Wie sich die Beziehung zwischen den beiden Kratzbürsten Lady Ashley und Drover entwickeln wird ist dabei genauso klar, wie die Bösen und Guten hier eindeutig erkennbar und zuzuordnen sind und sie allesamt das Schicksal erleiden werden welches ihnen typbedingt vorgegeben scheint. Die Figuren als eindimensional zu bezeichnen ist dabei aber die falsche Betrachtungsweise, es sind einfach Archetypen - genauso gewollt, genauso benötigt. Ein schematischer Aufbau und eine höchst konventionelle Erzählweise wie man sie aus unzähligen farbenprächtigen Abenteuerschinken der 40er und 50er Jahre gewohnt ist, inszeniert mit den technischen Mitteln von heute also.
Das ist schön anzuschauen, das ist auch allemal sehr unterhaltend, das ist aber irgendwie trotzdem ein Anachronismus. Und gerade weil man dem Film die Lust des Regisseurs, hier mal einen auf Epos und dicke Hose zu machen so anmerkt, bleibt es dann eben auch bei dem eher unbeteiligten, amüsanten Zuschauen, ohne dass es gelingt (oder dass es überhaupt nötig wäre) an dem dargebotenen Geschehen emotional besonderen Anteil zu nehmen. Nein, zu einem der unvergesslichen Paare der Filmgeschichte, die einem ans Herz wachsen und dort für lange Zeit bleiben, werden es der Viehtreiber und die englische Lady wohl nicht oder nur bei sehr wenigen bringen, dafür fehlt deren Drama dann tatsächlich - und man möchte es eigentlich gar nicht aussprechen - das Herz und die Tiefe.

──────────────────────────────

** AUFGABE **
Gib aus der Filmkritik oben den Abschnitt von „Wie sich die“ bis einschließlich „von heute also.“ wortgetreu wieder.

──────────────────────────────

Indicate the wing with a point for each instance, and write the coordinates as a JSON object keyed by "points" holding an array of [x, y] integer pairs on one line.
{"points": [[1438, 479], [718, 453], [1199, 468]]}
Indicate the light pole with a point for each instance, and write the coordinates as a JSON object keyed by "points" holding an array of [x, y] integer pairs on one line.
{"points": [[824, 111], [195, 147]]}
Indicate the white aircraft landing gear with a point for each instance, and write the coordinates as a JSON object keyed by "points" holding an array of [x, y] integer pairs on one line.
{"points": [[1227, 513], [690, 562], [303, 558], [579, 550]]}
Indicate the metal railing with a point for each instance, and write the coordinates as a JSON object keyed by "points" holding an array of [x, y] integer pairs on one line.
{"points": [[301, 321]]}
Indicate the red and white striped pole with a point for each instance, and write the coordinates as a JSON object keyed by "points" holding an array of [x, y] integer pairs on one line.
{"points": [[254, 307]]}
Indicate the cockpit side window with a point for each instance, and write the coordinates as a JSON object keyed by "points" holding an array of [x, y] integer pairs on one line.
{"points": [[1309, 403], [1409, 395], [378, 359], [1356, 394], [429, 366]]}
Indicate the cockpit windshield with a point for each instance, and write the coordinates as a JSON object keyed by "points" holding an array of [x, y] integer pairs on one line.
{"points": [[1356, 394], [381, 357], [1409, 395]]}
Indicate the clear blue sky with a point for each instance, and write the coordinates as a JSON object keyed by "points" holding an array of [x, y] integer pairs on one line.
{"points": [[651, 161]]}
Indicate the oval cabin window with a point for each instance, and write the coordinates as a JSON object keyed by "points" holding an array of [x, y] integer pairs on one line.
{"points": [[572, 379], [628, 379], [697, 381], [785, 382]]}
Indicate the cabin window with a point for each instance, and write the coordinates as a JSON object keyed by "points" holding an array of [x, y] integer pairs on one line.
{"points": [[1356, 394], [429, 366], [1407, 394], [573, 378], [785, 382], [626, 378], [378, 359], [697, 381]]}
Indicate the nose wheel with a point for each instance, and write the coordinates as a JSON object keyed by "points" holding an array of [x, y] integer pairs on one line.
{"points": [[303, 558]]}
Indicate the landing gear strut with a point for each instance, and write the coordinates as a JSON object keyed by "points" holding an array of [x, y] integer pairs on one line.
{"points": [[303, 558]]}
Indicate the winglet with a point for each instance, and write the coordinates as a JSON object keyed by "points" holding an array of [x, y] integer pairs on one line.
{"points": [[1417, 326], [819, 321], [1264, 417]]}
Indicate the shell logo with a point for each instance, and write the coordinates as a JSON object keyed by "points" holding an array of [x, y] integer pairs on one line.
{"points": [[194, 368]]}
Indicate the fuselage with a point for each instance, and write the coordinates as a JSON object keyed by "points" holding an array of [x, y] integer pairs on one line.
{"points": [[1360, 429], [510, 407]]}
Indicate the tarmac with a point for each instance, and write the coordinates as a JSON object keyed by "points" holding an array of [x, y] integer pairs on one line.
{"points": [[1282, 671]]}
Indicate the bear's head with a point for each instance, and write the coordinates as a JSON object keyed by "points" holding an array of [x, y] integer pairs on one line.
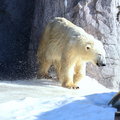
{"points": [[94, 52]]}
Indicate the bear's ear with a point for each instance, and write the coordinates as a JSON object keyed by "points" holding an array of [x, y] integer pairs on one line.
{"points": [[88, 47]]}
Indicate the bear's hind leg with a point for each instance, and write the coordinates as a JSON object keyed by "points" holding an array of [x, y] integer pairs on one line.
{"points": [[43, 70], [66, 76]]}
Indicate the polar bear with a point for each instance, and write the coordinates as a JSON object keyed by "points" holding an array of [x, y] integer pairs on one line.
{"points": [[68, 47]]}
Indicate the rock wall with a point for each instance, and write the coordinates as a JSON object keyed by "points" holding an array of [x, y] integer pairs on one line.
{"points": [[15, 28], [100, 18]]}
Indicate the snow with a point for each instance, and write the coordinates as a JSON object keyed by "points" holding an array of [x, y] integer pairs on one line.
{"points": [[43, 99]]}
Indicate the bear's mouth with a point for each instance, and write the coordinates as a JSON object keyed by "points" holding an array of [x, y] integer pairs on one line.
{"points": [[100, 64]]}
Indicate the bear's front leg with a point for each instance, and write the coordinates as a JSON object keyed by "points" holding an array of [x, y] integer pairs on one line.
{"points": [[80, 72], [66, 75]]}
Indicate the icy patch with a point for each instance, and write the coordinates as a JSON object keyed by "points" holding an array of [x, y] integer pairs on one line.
{"points": [[47, 100]]}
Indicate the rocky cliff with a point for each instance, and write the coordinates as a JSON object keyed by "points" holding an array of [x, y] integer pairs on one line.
{"points": [[100, 18]]}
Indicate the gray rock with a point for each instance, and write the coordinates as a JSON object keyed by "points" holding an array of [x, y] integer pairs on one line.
{"points": [[100, 18]]}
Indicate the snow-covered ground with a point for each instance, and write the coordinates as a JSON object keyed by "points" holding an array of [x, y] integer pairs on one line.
{"points": [[46, 100]]}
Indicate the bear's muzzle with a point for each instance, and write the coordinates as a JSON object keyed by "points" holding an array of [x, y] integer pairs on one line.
{"points": [[101, 61]]}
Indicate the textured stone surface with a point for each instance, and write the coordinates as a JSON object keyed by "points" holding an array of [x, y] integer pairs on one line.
{"points": [[100, 18], [15, 27]]}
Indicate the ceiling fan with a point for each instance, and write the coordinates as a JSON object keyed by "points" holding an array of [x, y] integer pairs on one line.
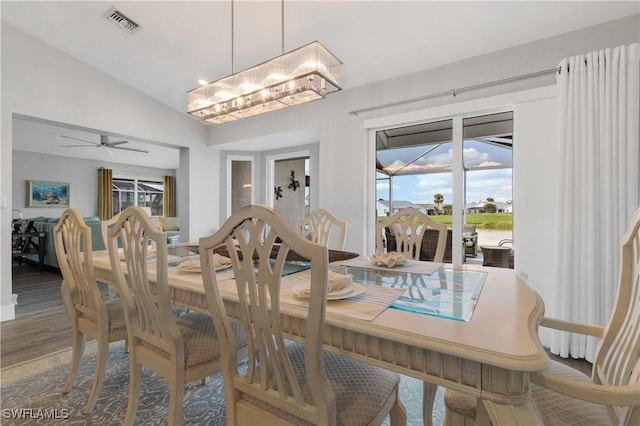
{"points": [[104, 144]]}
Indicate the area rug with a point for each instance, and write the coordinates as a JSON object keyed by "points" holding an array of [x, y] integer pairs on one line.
{"points": [[32, 394]]}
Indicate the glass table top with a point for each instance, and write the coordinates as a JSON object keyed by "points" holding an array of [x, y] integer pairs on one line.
{"points": [[446, 293]]}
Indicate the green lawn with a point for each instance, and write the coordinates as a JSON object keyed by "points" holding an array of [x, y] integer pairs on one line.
{"points": [[481, 221]]}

──────────────────────────────

** LÖSUNG **
Wie sich die Beziehung zwischen den beiden Kratzbürsten Lady Ashley und Drover entwickeln wird ist dabei genauso klar, wie die Bösen und Guten hier eindeutig erkennbar und zuzuordnen sind und sie allesamt das Schicksal erleiden werden welches ihnen typbedingt vorgegeben scheint. Die Figuren als eindimensional zu bezeichnen ist dabei aber die falsche Betrachtungsweise, es sind einfach Archetypen - genauso gewollt, genauso benötigt. Ein schematischer Aufbau und eine höchst konventionelle Erzählweise wie man sie aus unzähligen farbenprächtigen Abenteuerschinken der 40er und 50er Jahre gewohnt ist, inszeniert mit den technischen Mitteln von heute also.